(Items listed in a dataset)
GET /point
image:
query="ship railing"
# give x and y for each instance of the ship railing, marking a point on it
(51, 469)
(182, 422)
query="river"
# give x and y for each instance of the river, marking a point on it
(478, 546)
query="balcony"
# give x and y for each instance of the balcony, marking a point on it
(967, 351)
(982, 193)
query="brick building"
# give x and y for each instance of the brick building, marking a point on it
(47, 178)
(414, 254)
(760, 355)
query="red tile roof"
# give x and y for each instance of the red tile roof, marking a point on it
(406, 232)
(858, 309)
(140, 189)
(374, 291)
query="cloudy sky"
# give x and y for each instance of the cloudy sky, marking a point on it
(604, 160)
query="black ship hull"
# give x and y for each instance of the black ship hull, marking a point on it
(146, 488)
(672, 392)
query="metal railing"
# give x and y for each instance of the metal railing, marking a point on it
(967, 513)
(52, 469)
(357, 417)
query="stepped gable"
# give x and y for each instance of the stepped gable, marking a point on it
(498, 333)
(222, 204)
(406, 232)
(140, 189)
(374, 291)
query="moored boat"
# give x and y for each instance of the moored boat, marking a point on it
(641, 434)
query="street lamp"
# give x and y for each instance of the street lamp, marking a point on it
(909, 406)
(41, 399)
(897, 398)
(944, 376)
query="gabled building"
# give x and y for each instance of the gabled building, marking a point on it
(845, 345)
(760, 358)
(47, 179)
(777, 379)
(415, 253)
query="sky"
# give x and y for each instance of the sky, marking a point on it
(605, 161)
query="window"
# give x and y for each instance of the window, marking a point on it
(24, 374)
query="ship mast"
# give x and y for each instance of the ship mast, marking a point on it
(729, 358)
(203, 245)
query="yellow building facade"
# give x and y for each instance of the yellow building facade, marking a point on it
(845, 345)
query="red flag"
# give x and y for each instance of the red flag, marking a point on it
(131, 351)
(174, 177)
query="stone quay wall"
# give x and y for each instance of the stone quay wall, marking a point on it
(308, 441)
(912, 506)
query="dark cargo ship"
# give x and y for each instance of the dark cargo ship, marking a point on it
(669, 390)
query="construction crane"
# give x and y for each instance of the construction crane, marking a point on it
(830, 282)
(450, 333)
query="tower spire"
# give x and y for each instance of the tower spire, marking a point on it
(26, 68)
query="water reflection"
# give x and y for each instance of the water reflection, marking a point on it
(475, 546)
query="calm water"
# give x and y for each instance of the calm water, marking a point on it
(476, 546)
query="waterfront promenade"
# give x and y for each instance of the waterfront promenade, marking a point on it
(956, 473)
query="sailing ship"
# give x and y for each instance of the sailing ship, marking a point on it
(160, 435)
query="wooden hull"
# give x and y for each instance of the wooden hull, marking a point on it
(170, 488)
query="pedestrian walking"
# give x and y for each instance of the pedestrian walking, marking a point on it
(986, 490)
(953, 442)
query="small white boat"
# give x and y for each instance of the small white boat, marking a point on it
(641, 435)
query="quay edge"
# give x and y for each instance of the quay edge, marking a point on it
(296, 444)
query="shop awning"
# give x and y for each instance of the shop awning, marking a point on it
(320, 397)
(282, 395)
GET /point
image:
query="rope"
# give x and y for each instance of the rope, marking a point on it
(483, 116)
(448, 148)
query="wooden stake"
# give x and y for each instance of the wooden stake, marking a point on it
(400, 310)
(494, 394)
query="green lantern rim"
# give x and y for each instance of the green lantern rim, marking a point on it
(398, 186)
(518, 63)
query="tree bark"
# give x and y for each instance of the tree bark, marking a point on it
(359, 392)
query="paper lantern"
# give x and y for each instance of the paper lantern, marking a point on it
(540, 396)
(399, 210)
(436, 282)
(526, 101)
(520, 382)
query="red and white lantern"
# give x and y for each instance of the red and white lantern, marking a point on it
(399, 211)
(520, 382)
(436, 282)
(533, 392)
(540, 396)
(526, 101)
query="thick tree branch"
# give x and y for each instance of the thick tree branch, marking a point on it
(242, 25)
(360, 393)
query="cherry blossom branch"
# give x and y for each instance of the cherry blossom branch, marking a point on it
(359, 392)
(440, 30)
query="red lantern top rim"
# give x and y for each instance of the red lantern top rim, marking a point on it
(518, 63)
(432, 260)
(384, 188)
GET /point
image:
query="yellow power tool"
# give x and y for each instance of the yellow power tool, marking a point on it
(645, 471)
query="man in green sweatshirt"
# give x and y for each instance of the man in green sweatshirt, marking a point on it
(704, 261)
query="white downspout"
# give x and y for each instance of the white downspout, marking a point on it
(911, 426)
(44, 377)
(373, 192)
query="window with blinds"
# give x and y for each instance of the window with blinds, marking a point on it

EXERCISE PROMPT
Output the whole listing above again, word for word.

REPLY
GET /point
image:
query="ship railing"
# give x and y for each instance of the ship railing, marking a point on it
(51, 469)
(182, 422)
query="river"
# give x and y for each instance of the river, marking a point on it
(478, 546)
query="balcony"
# give x and y for each instance of the balcony, marking a point on it
(967, 351)
(982, 193)
query="brick building"
# give x and y for each instance of the brick building, marking a point on it
(47, 178)
(414, 254)
(760, 355)
query="red tile roof"
# give x and y for each instance of the red tile roof, marking a point on it
(406, 232)
(858, 309)
(140, 189)
(374, 291)
query="cloudy sky"
# give x and y for each instance of the cloudy sky, marking a point on it
(604, 160)
query="black ship hull"
# give x and y for each instance of the black ship hull, marking a point on it
(146, 488)
(672, 392)
query="metal railing"
# give x and y for each instance of the metal railing, marking a point on it
(967, 513)
(52, 469)
(357, 417)
query="stepped gable"
# give x and y for each instance of the stepped gable, marking a point on it
(498, 333)
(222, 204)
(406, 232)
(140, 189)
(374, 291)
query="moored boat"
# give x and y for each instance of the moored boat, marking a point on it
(641, 434)
query="street lamp"
# give x and y for each instance of the street lamp, marking a point on it
(909, 406)
(41, 399)
(897, 398)
(944, 376)
query="gabled building"
# give x and y for each instance of the gabled building, marking a point on it
(845, 345)
(760, 358)
(47, 179)
(777, 379)
(415, 253)
query="sky"
# give x and y for each instance of the sky, marking a point on it
(605, 161)
query="window"
# give x and y for each instance of the window, marking a point on it
(24, 374)
query="ship mast"
# give x and y for each instance of the ship mast, marking a point on it
(729, 358)
(203, 245)
query="yellow building facade"
# give x and y for each instance of the yellow building facade, marking a point on it
(845, 345)
query="red flag"
# give x and y for each instance of the red flag, marking a point on it
(131, 351)
(174, 177)
query="stone quay wall"
# give x and y for each instance of the stone quay wall, marking a point on it
(308, 441)
(912, 506)
query="dark cargo ship"
# give x and y for each instance of the dark cargo ship, marking a point on it
(669, 390)
query="construction crane"
# give x and y for each instance of the construction crane, marking a point on it
(830, 282)
(450, 333)
query="tower spire"
# give x and y for each instance of the tower spire, marking a point on it
(26, 68)
query="water reflection"
# give x and y for each instance of the water reflection, marking a point on it
(475, 546)
query="calm water"
# give x and y for each instance of the calm water, marking a point on it
(476, 546)
query="waterfront promenade"
# give x and y for each instance of the waterfront promenade, marking a point on it
(956, 473)
query="sailing ship"
# give x and y for each instance of the sailing ship, marking a point on it
(160, 435)
query="wooden hull"
# give x and y for each instance of the wooden hull, marking a point on it
(170, 488)
query="pedestrian walking"
# give x and y for each instance of the pedestrian walking, marking a point on it
(986, 490)
(953, 442)
query="small white boat"
# give x and y for each instance of the small white boat, marking a point on it
(641, 435)
query="quay edge"
# give x and y for each instance of the quay edge, marking a point on it
(296, 444)
query="shop awning"
# give x and y for each instance of the shop awning, marking a point on it
(320, 397)
(282, 395)
GET /point
image:
query="rope"
# give x and y for each instance of the rope, marking a point on it
(483, 116)
(448, 148)
query="wooden stake"
# give x and y for each instance of the wooden stake, marking a point on it
(400, 310)
(494, 394)
query="green lantern rim"
# give x and y for each instance of the green lantern rim, marking a point on it
(398, 186)
(518, 63)
query="tree bark"
# give x and y for each instance of the tree bark, marking a point on it
(359, 392)
query="paper lantern"
# give x and y for each instance of the paper lantern, marking a point on it
(540, 396)
(399, 210)
(436, 282)
(526, 101)
(520, 382)
query="red and white lantern"
# give x and y for each instance of the red and white lantern, marking a point on it
(399, 211)
(520, 382)
(436, 282)
(533, 392)
(540, 396)
(526, 101)
query="thick tree branch"
# give x and y for each instance of the thick tree branch, marking a point on it
(242, 25)
(360, 393)
query="cherry blossom branch"
# give x and y for each instance of the cherry blossom branch, marking a point on it
(359, 392)
(440, 30)
query="red lantern top rim"
# give x and y for each instance of the red lantern top rim, marking a point on it
(518, 63)
(432, 260)
(384, 188)
GET /point
image:
query="yellow power tool"
# give x and y for each instance of the yellow power tool, marking a point on it
(645, 471)
query="man in green sweatshirt"
# give x and y for each instance of the man in green sweatshirt, marking a point on it
(704, 261)
query="white downspout"
# give x and y for each instance of the white downspout, marking a point on it
(911, 426)
(44, 377)
(373, 192)
query="window with blinds"
# give x and y for each instance of the window with blinds, marking a point on it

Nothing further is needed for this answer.